**What you will do:**
Starting at the line that contains "of the street" and ending at the last line of the material below, reproduce those lines, substituting "Annotator note" for each "Reviewer note" and changing nothing else.
____________
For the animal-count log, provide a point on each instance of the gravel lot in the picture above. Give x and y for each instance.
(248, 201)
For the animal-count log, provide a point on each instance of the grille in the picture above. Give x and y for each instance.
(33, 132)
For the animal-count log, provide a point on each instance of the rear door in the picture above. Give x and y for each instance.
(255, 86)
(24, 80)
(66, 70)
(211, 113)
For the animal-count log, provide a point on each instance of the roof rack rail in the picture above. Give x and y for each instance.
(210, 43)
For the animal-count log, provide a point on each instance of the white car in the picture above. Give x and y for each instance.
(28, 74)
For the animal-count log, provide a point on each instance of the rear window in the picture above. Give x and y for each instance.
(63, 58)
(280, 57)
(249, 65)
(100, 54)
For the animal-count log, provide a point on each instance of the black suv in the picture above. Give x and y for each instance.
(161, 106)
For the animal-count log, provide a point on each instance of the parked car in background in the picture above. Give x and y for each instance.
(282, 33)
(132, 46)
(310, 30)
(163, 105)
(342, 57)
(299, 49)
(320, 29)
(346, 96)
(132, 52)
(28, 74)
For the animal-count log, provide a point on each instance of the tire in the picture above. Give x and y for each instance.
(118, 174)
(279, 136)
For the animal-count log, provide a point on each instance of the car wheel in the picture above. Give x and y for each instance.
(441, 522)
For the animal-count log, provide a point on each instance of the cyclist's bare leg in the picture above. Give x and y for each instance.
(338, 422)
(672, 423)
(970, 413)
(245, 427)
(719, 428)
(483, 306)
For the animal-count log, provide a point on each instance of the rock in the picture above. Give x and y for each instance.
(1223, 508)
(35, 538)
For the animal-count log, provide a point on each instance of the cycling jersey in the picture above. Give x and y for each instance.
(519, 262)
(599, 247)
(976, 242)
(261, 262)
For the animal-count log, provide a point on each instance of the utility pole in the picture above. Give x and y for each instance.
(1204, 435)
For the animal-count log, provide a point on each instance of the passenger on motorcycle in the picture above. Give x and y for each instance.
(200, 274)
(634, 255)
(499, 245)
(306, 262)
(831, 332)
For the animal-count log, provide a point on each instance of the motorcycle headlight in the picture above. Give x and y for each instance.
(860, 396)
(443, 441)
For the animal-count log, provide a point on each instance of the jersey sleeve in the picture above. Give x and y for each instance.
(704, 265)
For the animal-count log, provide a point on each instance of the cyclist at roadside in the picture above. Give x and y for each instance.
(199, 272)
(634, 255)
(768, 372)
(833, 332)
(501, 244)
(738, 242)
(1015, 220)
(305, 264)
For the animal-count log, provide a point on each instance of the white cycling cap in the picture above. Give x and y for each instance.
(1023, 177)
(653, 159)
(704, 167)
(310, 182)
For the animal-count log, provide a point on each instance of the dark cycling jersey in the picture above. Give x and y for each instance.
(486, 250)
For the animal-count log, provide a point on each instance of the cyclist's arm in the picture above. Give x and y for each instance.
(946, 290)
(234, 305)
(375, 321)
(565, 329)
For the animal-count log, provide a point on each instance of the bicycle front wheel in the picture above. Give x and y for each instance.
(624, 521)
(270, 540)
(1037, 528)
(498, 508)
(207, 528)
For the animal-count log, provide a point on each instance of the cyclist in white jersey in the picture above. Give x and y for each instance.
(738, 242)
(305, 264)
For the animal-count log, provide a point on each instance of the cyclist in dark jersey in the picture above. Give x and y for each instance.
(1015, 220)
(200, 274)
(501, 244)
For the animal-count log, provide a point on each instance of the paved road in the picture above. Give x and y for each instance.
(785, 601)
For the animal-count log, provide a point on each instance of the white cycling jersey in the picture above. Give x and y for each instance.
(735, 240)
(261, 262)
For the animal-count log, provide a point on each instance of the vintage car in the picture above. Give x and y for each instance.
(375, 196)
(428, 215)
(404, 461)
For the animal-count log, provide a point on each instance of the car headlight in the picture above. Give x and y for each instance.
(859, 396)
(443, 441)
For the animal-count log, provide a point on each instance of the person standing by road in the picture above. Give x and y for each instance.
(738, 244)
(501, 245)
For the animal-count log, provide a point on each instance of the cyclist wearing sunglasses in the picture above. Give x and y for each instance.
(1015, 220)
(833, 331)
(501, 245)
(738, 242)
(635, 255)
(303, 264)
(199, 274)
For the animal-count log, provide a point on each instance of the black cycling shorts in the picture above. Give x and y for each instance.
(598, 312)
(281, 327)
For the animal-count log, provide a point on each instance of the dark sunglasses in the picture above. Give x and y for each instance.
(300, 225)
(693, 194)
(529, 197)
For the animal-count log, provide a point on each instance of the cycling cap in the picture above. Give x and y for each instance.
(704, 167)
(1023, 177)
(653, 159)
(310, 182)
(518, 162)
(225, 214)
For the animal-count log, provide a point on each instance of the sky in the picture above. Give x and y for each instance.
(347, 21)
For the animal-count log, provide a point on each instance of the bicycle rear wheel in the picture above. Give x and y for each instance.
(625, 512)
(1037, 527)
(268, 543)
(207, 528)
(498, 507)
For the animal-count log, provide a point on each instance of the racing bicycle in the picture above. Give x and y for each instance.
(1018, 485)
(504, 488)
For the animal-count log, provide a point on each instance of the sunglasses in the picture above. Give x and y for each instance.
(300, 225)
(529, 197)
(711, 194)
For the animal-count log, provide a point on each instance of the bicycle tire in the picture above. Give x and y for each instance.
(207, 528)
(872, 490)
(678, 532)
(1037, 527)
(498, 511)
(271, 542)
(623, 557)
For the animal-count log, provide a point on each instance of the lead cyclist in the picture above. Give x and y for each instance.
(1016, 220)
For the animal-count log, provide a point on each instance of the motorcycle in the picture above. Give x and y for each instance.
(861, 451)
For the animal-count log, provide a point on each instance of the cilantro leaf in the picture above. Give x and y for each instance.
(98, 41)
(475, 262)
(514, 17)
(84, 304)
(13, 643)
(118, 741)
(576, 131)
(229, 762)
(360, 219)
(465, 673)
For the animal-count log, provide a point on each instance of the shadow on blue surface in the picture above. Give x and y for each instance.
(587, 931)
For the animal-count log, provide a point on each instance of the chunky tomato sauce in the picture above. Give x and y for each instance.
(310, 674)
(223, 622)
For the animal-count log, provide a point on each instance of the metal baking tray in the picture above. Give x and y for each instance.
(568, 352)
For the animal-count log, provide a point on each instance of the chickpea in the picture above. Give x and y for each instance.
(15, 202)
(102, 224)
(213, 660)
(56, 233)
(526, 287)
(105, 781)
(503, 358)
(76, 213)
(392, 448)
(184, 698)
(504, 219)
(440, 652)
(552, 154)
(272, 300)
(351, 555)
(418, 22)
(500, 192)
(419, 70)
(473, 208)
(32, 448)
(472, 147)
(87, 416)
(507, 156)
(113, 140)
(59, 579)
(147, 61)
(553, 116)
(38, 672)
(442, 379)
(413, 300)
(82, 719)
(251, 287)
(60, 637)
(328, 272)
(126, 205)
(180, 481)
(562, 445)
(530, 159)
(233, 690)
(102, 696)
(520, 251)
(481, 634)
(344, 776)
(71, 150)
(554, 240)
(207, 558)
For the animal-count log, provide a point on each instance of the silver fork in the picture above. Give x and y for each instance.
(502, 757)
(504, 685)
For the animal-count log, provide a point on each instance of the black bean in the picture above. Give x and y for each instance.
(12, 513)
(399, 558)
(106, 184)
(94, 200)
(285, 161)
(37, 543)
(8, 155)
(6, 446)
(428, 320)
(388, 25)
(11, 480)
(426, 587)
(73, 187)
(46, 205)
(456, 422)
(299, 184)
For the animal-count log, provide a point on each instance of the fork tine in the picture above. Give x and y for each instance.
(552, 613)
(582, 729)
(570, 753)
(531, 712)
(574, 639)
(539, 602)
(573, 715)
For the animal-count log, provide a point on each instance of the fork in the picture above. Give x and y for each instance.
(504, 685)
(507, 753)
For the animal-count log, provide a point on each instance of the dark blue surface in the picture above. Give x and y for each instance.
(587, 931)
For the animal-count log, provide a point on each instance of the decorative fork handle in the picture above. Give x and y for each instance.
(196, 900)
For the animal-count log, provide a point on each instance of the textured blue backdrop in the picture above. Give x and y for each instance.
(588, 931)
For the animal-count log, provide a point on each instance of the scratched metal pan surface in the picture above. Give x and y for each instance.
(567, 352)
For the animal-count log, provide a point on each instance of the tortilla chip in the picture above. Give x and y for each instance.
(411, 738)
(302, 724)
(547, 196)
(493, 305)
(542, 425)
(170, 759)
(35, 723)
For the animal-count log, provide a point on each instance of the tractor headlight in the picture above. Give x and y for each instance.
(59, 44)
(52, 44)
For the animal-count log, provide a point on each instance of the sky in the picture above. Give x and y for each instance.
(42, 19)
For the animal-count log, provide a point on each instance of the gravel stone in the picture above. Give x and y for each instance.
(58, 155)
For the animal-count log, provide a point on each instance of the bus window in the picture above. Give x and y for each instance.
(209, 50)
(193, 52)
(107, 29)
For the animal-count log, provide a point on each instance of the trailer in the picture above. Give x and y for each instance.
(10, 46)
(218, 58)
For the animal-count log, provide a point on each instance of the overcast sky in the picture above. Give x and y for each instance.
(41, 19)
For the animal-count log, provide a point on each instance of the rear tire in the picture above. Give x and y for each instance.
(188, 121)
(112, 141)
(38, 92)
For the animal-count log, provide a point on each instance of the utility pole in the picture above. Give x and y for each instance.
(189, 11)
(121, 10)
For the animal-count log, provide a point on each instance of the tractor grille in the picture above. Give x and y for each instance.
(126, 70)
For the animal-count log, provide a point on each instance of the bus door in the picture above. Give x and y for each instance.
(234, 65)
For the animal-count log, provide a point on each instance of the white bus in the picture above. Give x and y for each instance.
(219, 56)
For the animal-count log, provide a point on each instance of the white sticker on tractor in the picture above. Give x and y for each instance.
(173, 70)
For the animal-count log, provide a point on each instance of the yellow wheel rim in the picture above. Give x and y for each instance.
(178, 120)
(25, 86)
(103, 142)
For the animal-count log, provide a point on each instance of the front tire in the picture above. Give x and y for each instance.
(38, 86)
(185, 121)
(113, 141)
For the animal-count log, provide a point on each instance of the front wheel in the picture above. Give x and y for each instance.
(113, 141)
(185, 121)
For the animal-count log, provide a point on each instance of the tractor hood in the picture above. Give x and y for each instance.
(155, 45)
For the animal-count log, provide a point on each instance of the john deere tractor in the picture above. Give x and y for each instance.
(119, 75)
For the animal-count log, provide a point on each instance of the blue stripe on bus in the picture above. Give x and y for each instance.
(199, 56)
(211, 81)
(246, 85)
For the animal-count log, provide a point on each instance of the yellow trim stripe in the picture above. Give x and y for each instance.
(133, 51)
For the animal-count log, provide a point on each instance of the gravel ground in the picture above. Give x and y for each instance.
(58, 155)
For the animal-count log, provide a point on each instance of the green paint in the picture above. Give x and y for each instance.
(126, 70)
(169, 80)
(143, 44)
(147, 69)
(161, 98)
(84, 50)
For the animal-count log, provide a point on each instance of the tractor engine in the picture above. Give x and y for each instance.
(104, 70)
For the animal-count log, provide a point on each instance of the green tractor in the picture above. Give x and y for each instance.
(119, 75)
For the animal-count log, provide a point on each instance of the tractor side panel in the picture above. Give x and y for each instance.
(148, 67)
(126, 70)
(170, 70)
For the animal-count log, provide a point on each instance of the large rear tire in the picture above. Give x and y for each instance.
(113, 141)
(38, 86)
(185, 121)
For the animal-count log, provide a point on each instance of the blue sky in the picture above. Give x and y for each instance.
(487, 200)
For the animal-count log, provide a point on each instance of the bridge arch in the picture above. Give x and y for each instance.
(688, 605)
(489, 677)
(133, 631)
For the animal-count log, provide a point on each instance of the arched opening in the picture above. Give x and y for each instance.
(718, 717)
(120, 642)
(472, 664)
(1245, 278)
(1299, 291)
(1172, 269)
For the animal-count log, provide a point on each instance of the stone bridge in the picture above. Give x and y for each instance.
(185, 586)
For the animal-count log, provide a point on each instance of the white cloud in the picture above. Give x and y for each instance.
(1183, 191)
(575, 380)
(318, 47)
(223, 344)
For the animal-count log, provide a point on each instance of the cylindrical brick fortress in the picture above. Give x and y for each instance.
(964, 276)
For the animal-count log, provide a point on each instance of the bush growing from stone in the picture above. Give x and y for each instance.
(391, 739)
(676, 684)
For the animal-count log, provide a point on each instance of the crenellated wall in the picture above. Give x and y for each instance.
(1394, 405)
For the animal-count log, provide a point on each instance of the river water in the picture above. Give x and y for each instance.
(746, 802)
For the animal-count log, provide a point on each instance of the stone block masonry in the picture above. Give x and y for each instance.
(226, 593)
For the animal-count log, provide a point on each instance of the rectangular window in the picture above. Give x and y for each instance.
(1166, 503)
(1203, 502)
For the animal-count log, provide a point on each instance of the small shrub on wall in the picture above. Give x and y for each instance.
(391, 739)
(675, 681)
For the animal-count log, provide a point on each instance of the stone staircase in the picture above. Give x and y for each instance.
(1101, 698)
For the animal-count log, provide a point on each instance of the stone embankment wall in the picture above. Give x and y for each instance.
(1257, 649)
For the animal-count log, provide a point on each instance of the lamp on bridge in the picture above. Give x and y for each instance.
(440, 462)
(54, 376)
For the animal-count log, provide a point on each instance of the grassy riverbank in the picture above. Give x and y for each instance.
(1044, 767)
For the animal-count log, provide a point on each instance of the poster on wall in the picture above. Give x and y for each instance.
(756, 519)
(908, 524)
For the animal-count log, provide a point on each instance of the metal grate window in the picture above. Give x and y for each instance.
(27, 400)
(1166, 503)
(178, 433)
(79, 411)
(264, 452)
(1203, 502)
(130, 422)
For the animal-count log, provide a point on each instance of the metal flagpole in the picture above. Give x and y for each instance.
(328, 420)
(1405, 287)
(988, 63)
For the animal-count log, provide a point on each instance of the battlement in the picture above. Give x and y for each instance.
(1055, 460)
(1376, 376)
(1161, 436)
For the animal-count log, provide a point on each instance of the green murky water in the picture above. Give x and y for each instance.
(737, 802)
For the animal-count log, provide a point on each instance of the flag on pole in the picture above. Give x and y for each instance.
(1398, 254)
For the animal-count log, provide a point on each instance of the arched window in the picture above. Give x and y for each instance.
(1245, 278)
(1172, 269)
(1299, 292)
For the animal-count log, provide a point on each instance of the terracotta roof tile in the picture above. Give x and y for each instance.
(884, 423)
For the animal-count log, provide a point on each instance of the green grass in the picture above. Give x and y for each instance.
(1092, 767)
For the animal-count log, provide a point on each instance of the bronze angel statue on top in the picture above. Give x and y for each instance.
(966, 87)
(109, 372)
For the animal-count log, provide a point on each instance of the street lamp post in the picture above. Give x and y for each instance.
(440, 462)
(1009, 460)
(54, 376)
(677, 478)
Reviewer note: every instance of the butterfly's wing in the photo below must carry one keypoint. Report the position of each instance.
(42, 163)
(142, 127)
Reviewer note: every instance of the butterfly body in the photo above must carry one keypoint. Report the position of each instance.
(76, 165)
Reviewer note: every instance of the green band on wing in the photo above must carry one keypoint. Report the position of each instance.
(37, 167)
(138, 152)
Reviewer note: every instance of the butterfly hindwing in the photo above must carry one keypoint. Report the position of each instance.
____________
**Result for this exercise:**
For the animal-count log, provide a point on each instance of the street lamp post in the picture above. Give x and y for each instance.
(440, 462)
(1009, 460)
(54, 376)
(677, 478)
Annotator note: every instance of the butterfly's wing in the photo below must carry one keypoint. Report the position of each instance.
(42, 163)
(142, 127)
Annotator note: every instance of the butterfly body in the photo above must carry one keypoint. Report the position of each instance.
(76, 165)
Annotator note: every instance of the green band on wing in the photo above must carry one keypoint. Report the position of each instance.
(37, 167)
(138, 152)
Annotator note: every instance of the butterfly hindwing in the photo above must carry one keypoint. Report the position of each instance.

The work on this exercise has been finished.